* _PASSAGE SHOWN_

►

Art D’Lugoff led a life surrounded by a veritable who’s who of modern music, literature and comedy, but to family, friends and neighbors he was simply Art.

The Riverdale resident — owner of the famed Village Gate nightclub in Manhattan — died Nov. 4 at 85.

A celebrity in his own right, he nurtured the careers of such diverse artists as Miles Davis, Joan Baez, John Coltrane, Frank McCourt, Nina Simone, Woody Allen and Bill Cosby.

They were just a few of the largerthan- life stars who performed at the club he ran for more than 30 years at Thompson and Bleecker streets. He finally gave up the West Village venue in 1994 after his landlord went bankrupt.

Mr. D’Lugoff grew up in the Brighton Beach and Midwood sections of Brooklyn. He enlisted in U.S. Air force, which sent him to China during World War II. When he returned, he briefly lived in California before attending New York University on the G.I. Bill.

To make ends meet, he took jobs as a cab driver, tree pruner and PR man for an electrical union. He bused tables in the “Borscht Belt” in the Catskills on weekends and worked as a newspaper copyboy and researcher for reporters, including I.F. Stone at the now-defunct Daily Compass.

◄

* _TASK TO COMPLETE_
Extend the piece about Art D'Lugoff, starting right after its final sentence. The material that comes next has no part in this.

Object detection data
►

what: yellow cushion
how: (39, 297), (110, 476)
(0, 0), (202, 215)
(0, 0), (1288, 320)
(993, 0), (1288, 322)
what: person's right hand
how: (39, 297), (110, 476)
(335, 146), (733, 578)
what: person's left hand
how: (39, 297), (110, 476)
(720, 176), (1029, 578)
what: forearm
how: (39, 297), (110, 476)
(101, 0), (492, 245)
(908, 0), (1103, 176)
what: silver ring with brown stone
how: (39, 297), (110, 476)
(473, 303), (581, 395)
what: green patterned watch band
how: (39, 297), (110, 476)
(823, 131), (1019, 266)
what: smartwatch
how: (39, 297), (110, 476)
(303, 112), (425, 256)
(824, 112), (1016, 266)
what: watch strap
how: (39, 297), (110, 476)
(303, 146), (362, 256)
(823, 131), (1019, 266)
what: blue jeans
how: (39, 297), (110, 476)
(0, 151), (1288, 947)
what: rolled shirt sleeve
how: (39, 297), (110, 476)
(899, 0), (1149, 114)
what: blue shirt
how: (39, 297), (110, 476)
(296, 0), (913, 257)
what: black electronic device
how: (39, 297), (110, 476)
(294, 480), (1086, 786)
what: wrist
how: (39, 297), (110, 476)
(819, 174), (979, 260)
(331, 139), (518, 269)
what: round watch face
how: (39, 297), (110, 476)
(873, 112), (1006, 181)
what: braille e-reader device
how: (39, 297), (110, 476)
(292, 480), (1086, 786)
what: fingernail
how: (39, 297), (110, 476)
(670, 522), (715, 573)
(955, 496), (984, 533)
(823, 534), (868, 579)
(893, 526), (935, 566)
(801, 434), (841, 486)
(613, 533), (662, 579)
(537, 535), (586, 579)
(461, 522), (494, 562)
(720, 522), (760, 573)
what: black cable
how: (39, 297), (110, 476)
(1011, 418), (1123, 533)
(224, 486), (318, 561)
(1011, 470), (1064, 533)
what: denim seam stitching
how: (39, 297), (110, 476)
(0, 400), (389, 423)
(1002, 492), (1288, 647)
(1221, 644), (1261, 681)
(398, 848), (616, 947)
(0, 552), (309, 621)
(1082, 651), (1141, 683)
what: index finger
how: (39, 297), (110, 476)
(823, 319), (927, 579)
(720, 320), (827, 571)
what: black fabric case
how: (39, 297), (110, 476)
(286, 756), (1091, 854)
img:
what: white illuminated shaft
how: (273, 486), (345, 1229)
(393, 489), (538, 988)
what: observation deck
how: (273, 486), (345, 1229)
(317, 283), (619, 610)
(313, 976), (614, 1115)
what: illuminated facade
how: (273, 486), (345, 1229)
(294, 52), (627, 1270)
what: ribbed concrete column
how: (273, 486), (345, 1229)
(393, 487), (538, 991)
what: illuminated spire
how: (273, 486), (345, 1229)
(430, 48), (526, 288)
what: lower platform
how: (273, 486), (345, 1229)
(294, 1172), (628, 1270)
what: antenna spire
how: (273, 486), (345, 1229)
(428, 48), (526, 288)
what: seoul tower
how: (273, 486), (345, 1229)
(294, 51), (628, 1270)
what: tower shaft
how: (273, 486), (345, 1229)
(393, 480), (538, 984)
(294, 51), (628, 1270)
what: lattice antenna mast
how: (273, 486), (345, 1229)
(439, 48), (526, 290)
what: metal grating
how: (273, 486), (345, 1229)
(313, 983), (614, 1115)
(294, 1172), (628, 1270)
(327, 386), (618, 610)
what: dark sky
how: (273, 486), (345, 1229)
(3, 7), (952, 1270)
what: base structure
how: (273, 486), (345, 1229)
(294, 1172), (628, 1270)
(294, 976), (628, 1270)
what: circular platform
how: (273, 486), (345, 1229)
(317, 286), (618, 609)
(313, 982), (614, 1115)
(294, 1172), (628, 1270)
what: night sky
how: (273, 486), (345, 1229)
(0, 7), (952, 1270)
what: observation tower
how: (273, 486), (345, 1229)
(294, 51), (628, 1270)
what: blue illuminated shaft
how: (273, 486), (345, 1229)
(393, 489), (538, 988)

◄
►

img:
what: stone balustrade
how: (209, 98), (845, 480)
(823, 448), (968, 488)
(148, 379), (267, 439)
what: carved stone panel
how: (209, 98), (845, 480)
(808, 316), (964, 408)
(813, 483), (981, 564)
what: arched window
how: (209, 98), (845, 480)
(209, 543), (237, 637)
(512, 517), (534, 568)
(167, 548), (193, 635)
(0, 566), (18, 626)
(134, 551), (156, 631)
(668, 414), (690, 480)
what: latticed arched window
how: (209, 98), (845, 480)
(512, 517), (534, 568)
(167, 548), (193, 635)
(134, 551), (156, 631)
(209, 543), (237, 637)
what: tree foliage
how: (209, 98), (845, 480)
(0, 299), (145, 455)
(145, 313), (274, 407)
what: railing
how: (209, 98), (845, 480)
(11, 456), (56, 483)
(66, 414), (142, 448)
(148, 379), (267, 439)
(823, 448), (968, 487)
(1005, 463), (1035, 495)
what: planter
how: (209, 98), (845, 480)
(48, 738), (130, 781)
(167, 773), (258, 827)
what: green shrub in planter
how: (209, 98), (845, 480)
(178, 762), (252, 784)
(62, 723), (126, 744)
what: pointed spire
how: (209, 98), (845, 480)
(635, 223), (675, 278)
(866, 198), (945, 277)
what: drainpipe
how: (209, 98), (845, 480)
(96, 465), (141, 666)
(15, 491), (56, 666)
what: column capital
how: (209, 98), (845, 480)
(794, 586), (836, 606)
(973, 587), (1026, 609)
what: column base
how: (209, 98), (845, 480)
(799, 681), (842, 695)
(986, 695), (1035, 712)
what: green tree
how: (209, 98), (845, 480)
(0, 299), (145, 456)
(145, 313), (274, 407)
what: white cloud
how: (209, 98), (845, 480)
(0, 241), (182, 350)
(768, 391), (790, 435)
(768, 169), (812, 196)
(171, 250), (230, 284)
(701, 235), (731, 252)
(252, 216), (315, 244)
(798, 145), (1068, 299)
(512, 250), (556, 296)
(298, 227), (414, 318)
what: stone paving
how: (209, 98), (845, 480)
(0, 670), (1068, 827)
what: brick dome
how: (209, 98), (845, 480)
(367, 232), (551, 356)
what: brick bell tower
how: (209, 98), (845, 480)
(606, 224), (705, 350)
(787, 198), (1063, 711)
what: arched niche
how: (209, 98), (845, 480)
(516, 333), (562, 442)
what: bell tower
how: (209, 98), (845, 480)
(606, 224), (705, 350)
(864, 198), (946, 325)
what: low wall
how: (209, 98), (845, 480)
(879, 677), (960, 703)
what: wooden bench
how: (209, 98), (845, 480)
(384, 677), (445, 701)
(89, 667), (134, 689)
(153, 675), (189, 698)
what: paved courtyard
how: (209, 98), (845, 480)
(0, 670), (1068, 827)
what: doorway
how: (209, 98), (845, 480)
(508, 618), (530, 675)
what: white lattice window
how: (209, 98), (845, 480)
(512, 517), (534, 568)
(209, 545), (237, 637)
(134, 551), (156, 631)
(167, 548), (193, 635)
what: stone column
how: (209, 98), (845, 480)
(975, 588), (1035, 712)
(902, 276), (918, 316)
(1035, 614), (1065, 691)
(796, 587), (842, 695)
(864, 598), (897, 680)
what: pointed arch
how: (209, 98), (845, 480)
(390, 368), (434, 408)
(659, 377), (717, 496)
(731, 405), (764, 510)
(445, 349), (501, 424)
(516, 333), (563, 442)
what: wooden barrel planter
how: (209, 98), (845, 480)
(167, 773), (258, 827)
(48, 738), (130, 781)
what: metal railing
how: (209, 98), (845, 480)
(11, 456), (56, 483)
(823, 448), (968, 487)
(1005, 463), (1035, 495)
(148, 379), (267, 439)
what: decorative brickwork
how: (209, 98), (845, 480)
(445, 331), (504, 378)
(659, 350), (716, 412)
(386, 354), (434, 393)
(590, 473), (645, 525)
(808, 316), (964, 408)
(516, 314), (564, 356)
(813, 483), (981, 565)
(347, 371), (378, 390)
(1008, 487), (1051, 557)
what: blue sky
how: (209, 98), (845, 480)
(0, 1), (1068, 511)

◄
►

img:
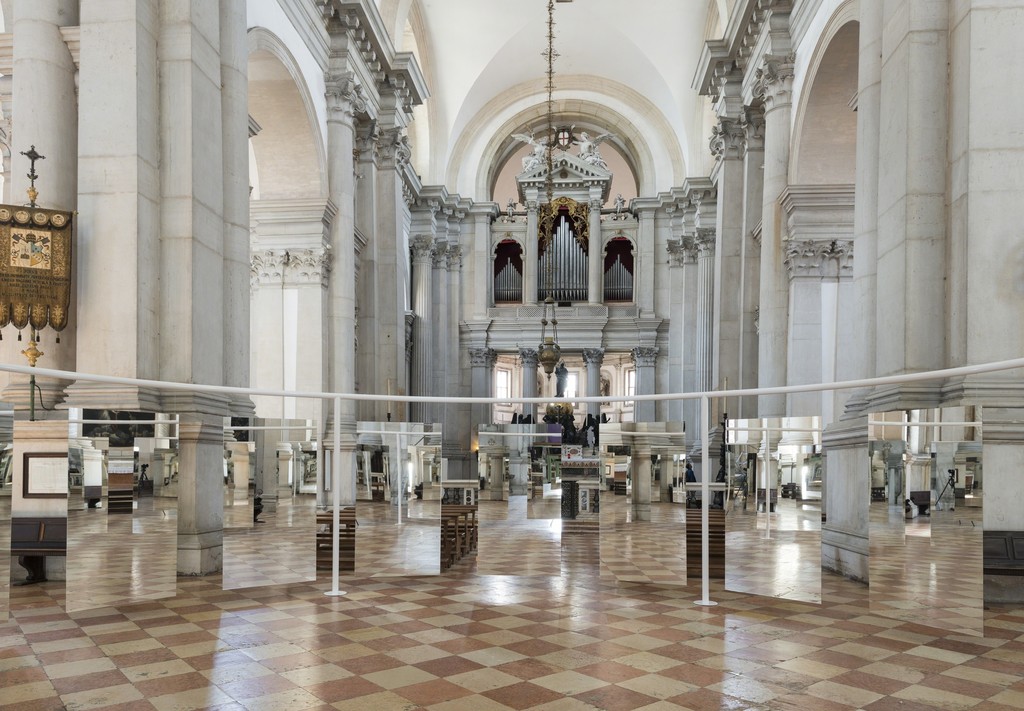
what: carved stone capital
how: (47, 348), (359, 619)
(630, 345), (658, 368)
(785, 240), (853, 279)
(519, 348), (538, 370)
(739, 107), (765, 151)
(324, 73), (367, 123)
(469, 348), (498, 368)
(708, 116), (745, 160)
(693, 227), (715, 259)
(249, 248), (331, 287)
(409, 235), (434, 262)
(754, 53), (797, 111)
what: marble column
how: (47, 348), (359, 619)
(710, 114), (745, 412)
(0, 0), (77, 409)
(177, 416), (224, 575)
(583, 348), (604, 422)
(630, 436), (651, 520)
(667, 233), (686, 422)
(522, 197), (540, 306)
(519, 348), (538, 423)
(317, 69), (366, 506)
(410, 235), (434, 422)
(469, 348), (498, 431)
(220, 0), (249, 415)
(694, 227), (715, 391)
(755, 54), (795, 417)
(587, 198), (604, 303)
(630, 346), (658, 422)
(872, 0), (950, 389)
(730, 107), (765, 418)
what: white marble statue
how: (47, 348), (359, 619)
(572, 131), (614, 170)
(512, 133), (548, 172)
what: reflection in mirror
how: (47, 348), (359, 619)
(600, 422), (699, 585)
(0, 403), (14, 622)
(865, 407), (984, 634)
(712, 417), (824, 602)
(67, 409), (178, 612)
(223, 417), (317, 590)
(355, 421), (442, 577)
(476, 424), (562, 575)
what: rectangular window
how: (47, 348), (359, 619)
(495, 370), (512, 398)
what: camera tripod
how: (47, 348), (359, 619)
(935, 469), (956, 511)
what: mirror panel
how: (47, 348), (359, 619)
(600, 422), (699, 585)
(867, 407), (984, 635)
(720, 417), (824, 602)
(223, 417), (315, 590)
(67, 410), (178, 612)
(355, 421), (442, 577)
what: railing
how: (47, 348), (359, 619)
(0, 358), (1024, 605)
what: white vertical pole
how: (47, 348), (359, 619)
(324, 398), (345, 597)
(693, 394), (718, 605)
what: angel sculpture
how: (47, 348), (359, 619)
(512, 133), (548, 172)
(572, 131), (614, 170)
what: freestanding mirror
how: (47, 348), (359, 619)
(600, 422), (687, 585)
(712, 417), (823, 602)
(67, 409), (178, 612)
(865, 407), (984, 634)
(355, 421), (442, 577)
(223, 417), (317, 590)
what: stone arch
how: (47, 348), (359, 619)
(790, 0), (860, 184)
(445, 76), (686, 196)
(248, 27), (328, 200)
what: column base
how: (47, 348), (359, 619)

◄

* _WRITTEN RESPONSE_
In 1955 he got his first taste of big time show business, organizing a midnight show at Circle in the Square with Pete Seeger, the then-blacklisted folk singer, as the headliner.

The venue had a capacity of 300 people and when the midnight show attracted numbers in the thousands, “he knew that he was on to something,” said his brother, Burt D’Lugoff.

He promoted shows featuring such talent as Louis Armstrong, Count Basie and Duke Ellington before he found a venue of his own.

In 1957, with his brother as a partner, he signed a lease on the basement of what was then the Mills Hotel at 160 Bleecker St. and began planning a new club — the Village Gate. He and his brother worked around the clock refurbishing the place.

“It’s how I got my beard,” Mr. D’Lugoff told The Press during an interview in 2005.

In addition to musicians, he booked comedians and put on off-Broadway shows like One Mo’ Time, nominated for a Grammy in 1979.